WORK REQUEST A:
Using the extract on Nakajima, answer the following:
(i) In which issue was "The Moon Over the Mountain" first published?
(ii) What was Li Zheng's true ambition?
(iii) In what year did Nakajima accept a teaching position at Yokohama Girls' Higher School?
WORK REQUEST B:
Translate this sentence from the extract on Nakajima into French: "In 1933, he accepted a teaching position at Yokohama Girls' Higher School, which was managed by a former pupil of Nakajima's father."

EXTRACT:
= = = = =

Despite his skills as an author, Nakajima barely published any of his works to literary magazines due to him having high literary standards and Nakajima lacking the confidence to publish in these journals.

=== The Moon Over the Mountain ===
One of Nakajima's most well-known literary works is "The Moon Over the Mountain" (山月記, Sangetsuki) sometimes also known as "Tiger Poet" (人虎伝, Jinko-den). The story is derived from a story from the Tang dynasty period. The story was first published in the February 1942 issue of Bungakukai.

"The Moon Over the Mountain" tells the story of Yuan Can who recently had heard about a man-eating tiger roaming around his area. One day he encountered the tiger and the tiger started speaking to him. Yuan Can discovered that the tiger was his friend named Li Zheng (李徴), Li Zheng was smart and could qualify as a government official but his true ambition was to be a poet. Unfortunately, he failed and started working as a government official. While traveling for official business one day, Li Zheng claims that he went insane and transformed into a tiger. Li Zheng claims that this was because of the "cowardly pride" and "arrogant shame" he harbored within him which caused him to transform into the tiger. Li Zheng laments that as a tiger he could no longer become a famous poet, the two then parted ways.

== Teaching job ==
In 1933, he accepted a teaching position at Yokohama Girls' Higher School, which was managed by a former pupil of Nakajima's father. During his time in the School, Nakajima was exposed to more of western literature, such as the works of Blaise Pascal, Anatole France and Robert Louis Stevenson. During this time he translated works by D. H. Lawrence, Aldous Huxley and Franz Kafka into Japanese, while continuing to write fiction.

= = = = =

MATERIAL SHOWN:
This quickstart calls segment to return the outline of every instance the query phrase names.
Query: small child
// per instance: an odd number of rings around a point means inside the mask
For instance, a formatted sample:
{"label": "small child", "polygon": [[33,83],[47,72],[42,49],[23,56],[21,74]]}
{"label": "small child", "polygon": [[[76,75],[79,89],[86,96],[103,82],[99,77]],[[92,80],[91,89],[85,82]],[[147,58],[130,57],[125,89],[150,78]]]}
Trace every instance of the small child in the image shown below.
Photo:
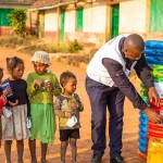
{"label": "small child", "polygon": [[[0,67],[0,89],[3,78],[3,68]],[[3,115],[3,105],[8,102],[7,96],[11,93],[11,88],[8,87],[2,91],[2,95],[0,96],[0,147],[1,147],[1,139],[2,139],[2,124],[1,124],[1,115]]]}
{"label": "small child", "polygon": [[[4,139],[4,153],[7,163],[11,163],[11,145],[16,140],[17,163],[23,163],[24,139],[29,138],[29,129],[26,126],[28,97],[26,93],[27,84],[22,76],[24,74],[24,62],[17,57],[7,58],[7,68],[10,77],[3,82],[9,83],[13,96],[7,97],[10,100],[5,108],[12,116],[2,116],[2,139]],[[12,103],[12,104],[11,104]]]}
{"label": "small child", "polygon": [[53,143],[55,133],[53,96],[60,95],[62,89],[57,76],[47,70],[50,65],[47,52],[36,51],[32,62],[35,72],[27,76],[32,115],[32,137],[29,140],[32,163],[37,163],[36,140],[41,143],[41,163],[48,163],[46,160],[48,143]]}
{"label": "small child", "polygon": [[61,140],[61,163],[65,163],[66,147],[72,148],[72,163],[76,163],[77,147],[76,141],[79,139],[79,112],[84,105],[76,90],[77,79],[71,72],[63,72],[60,77],[63,92],[57,97],[54,112],[59,116],[60,140]]}

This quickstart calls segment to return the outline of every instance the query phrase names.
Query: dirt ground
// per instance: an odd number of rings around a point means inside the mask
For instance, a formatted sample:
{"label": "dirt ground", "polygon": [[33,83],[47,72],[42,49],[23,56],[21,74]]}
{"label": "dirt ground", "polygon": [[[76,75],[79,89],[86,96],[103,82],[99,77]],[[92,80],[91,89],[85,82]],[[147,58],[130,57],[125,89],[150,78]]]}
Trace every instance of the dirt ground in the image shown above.
{"label": "dirt ground", "polygon": [[[5,71],[5,58],[17,55],[25,62],[25,73],[24,78],[26,78],[27,74],[34,71],[33,65],[30,63],[32,54],[28,53],[20,53],[12,49],[0,48],[0,66],[4,68],[4,78],[8,77],[8,73]],[[89,99],[87,97],[85,90],[85,77],[86,70],[80,67],[72,67],[66,65],[65,63],[58,62],[55,58],[51,59],[50,70],[57,74],[59,77],[63,71],[72,71],[76,74],[78,84],[77,84],[77,93],[80,96],[80,99],[85,105],[84,112],[80,114],[82,116],[82,128],[80,128],[80,139],[77,142],[77,162],[78,163],[88,163],[91,158],[91,139],[90,139],[90,105]],[[139,90],[140,82],[136,78],[131,79],[136,88]],[[124,131],[123,131],[123,152],[122,155],[125,158],[127,163],[142,163],[145,162],[137,155],[137,147],[138,147],[138,121],[139,114],[138,110],[134,109],[131,103],[126,99],[125,100],[125,115],[124,115]],[[108,130],[108,129],[106,129]],[[106,131],[108,136],[108,131]],[[24,141],[24,163],[30,162],[29,149],[27,140]],[[109,138],[108,142],[109,143]],[[13,141],[12,145],[12,163],[16,163],[16,145]],[[37,142],[37,156],[38,161],[40,161],[40,145]],[[55,133],[55,140],[52,146],[49,146],[47,159],[50,163],[60,163],[60,140],[59,140],[59,130]],[[0,163],[4,163],[4,151],[3,151],[3,141],[2,147],[0,148]],[[66,163],[71,163],[71,149],[67,148],[66,154]],[[105,153],[102,159],[102,163],[109,163],[109,148],[106,148]]]}

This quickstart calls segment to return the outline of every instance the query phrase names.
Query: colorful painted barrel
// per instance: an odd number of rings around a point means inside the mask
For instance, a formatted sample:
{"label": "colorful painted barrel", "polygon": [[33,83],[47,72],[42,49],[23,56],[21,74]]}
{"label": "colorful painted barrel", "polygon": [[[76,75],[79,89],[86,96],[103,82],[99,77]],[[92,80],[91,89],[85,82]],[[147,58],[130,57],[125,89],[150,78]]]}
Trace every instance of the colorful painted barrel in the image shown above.
{"label": "colorful painted barrel", "polygon": [[[163,114],[163,41],[148,40],[145,42],[145,58],[148,65],[151,67],[151,76],[154,80],[154,87],[161,98],[160,106],[154,105],[154,101],[149,102],[148,90],[143,86],[143,84],[141,84],[140,96],[149,104],[150,108],[152,108],[159,114]],[[155,143],[155,147],[152,147],[150,145],[149,147],[149,142],[151,143],[152,139],[163,139],[163,124],[153,124],[148,120],[143,111],[139,111],[139,115],[140,124],[138,154],[142,159],[147,159],[148,155],[148,163],[161,163],[159,161],[162,156],[161,161],[163,162],[163,155],[156,156],[153,154],[153,149],[156,149],[158,145]]]}

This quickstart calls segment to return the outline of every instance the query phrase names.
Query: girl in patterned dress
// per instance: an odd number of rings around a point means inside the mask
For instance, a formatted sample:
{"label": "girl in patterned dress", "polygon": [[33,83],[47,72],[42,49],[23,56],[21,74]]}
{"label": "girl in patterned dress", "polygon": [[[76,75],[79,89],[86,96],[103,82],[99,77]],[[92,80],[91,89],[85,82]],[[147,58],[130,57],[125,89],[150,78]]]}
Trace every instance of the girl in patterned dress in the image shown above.
{"label": "girl in patterned dress", "polygon": [[35,72],[27,76],[27,93],[30,101],[32,137],[29,149],[32,163],[37,163],[36,140],[41,145],[41,163],[47,163],[47,148],[54,141],[55,116],[53,113],[53,96],[61,92],[57,76],[48,71],[50,65],[49,54],[36,51],[32,62]]}
{"label": "girl in patterned dress", "polygon": [[[27,111],[29,106],[26,93],[27,84],[22,76],[24,62],[17,57],[7,58],[7,68],[10,77],[3,82],[9,83],[13,95],[7,97],[5,108],[12,113],[10,117],[2,116],[2,139],[4,139],[4,153],[7,163],[11,163],[11,145],[16,140],[17,163],[23,163],[24,139],[29,138],[26,127]],[[11,101],[11,102],[10,102]]]}

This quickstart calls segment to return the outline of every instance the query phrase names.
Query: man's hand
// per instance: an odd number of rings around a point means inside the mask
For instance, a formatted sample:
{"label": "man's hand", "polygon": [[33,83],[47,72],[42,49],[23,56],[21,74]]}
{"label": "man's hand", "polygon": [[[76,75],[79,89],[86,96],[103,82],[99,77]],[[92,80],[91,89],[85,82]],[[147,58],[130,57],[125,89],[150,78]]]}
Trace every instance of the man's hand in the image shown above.
{"label": "man's hand", "polygon": [[159,97],[159,95],[158,95],[158,92],[156,92],[154,87],[149,88],[148,97],[150,99],[150,102],[154,100],[154,104],[156,106],[159,106],[159,104],[160,104],[160,97]]}
{"label": "man's hand", "polygon": [[148,118],[154,123],[154,124],[160,124],[163,122],[163,116],[158,114],[154,110],[151,108],[147,108],[143,110],[143,112],[147,114]]}
{"label": "man's hand", "polygon": [[11,102],[11,101],[8,101],[10,106],[16,106],[18,104],[18,100],[15,100],[15,102]]}

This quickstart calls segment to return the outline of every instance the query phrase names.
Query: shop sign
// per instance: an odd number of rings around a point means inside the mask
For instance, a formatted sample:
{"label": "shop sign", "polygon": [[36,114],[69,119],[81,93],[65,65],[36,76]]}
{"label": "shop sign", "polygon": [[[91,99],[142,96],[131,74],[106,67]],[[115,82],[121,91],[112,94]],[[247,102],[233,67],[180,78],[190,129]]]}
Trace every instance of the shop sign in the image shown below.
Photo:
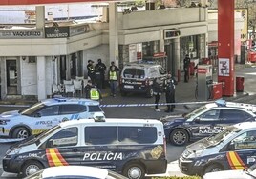
{"label": "shop sign", "polygon": [[82,33],[89,32],[89,25],[83,25],[78,27],[71,27],[70,28],[70,36],[79,35]]}
{"label": "shop sign", "polygon": [[3,30],[0,38],[43,38],[43,31],[35,30]]}
{"label": "shop sign", "polygon": [[70,37],[69,27],[45,28],[45,38],[67,38],[67,37]]}

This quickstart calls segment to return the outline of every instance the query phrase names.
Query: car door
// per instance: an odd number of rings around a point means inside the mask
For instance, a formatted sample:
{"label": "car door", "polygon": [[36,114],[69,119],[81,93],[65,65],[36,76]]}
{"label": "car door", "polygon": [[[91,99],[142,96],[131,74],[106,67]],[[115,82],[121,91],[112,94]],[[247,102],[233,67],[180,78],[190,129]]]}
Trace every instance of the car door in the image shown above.
{"label": "car door", "polygon": [[245,169],[256,162],[256,130],[251,129],[237,136],[226,147],[229,169]]}
{"label": "car door", "polygon": [[39,147],[38,149],[45,149],[49,167],[80,165],[82,153],[78,133],[77,127],[63,129]]}
{"label": "car door", "polygon": [[203,138],[215,133],[219,133],[219,115],[220,109],[214,109],[204,111],[203,113],[194,118],[192,123],[189,125],[192,135],[196,138]]}
{"label": "car door", "polygon": [[59,106],[45,106],[35,111],[32,116],[32,134],[37,134],[49,129],[59,123]]}

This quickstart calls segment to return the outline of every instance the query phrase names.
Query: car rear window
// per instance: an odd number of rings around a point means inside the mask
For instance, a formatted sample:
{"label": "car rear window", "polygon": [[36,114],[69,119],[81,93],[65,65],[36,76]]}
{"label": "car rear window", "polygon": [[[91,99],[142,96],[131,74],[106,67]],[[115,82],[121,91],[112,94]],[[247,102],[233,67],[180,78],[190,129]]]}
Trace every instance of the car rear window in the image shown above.
{"label": "car rear window", "polygon": [[123,71],[125,78],[144,78],[145,70],[142,69],[125,69]]}
{"label": "car rear window", "polygon": [[97,105],[88,106],[88,108],[89,108],[89,112],[102,111],[102,109]]}

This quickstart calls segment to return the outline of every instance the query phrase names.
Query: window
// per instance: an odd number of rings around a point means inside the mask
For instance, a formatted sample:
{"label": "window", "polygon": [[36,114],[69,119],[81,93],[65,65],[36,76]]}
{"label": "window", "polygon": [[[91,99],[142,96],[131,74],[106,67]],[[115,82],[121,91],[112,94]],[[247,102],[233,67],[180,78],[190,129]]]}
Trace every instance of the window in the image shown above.
{"label": "window", "polygon": [[78,129],[75,127],[65,129],[53,135],[47,141],[47,148],[75,146],[78,142]]}
{"label": "window", "polygon": [[86,106],[78,104],[60,105],[60,114],[73,114],[86,111]]}
{"label": "window", "polygon": [[88,106],[89,108],[89,112],[96,112],[96,111],[102,111],[99,106],[94,105],[94,106]]}
{"label": "window", "polygon": [[120,143],[149,144],[158,138],[155,127],[119,127],[118,140]]}
{"label": "window", "polygon": [[220,114],[219,109],[213,109],[201,114],[199,117],[200,121],[218,121],[219,114]]}
{"label": "window", "polygon": [[38,112],[36,112],[37,114],[39,114],[40,116],[52,116],[52,115],[58,115],[58,106],[50,106],[50,107],[46,107],[43,109],[39,110]]}
{"label": "window", "polygon": [[86,127],[85,143],[92,145],[112,144],[117,142],[117,127]]}
{"label": "window", "polygon": [[243,122],[246,119],[250,118],[251,115],[243,110],[236,109],[222,109],[220,119],[221,120],[230,120],[230,121],[238,121]]}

= = = = =

TASK RESULT A:
(i) The February 1942 issue of Bungakukai.
(ii) To be a poet.
(iii) 1933.

TASK RESULT B:
En 1933, il accepta un poste d'enseignant à la Yokohama Girls' Higher School, qui était dirigée par un ancien élève du père de Nakajima.